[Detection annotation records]
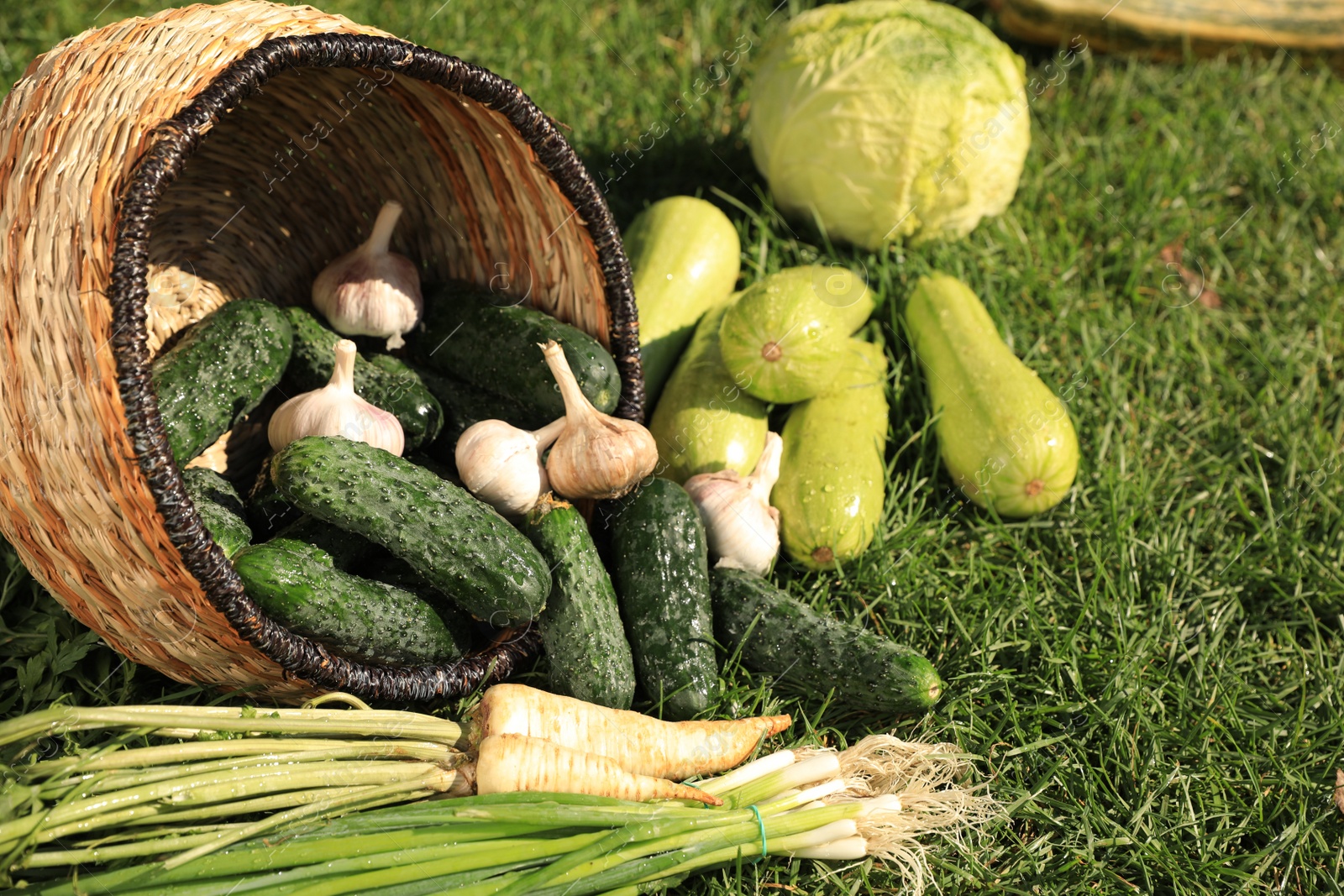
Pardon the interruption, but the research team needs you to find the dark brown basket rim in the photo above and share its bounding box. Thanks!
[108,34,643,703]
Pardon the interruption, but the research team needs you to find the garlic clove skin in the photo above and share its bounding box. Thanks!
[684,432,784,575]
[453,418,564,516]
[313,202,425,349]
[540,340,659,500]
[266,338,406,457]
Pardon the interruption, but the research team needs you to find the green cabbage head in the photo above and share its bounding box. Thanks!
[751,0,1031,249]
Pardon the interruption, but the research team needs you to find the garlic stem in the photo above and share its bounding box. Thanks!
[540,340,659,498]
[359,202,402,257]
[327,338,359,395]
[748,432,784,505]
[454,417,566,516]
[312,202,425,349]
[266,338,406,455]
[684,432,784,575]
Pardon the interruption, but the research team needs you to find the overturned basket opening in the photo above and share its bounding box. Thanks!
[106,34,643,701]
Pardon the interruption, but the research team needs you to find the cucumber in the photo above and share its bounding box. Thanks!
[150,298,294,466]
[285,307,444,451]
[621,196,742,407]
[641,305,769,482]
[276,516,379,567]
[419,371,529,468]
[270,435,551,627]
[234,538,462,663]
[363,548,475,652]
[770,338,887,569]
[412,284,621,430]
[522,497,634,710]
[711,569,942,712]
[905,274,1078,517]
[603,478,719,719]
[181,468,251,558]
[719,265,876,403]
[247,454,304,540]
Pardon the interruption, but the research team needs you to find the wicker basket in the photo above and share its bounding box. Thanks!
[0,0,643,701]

- WHAT THE TASK ASKS
Rewrite the stretch of the listing from the line containing "find the overturned" through the end of the listing, with 133 added to each bounding-box coordinate. Copy every other line in that stretch unchanged.

- RESULT
Pardon the interruption, but the research team needs you to find the overturned basket opening in the photo above and share its bounding box. Thanks!
[239,167,776,834]
Pardon the interruption, but the research team needs you to find the cucumber in the photo above and share its bounding box. Thanks!
[283,431,427,599]
[418,440,577,584]
[754,329,875,540]
[774,438,902,615]
[409,649,512,700]
[552,504,662,601]
[403,568,684,760]
[367,671,595,796]
[496,681,608,785]
[903,471,1020,702]
[545,417,754,563]
[655,630,767,843]
[844,702,1075,845]
[1038,407,1211,650]
[736,611,852,852]
[314,601,384,691]
[852,398,1009,536]
[380,587,437,673]
Pardon the interruption, but the research team needs you to find the wicker basket in the photo above and share its bounding box. Thanks!
[133,133,776,834]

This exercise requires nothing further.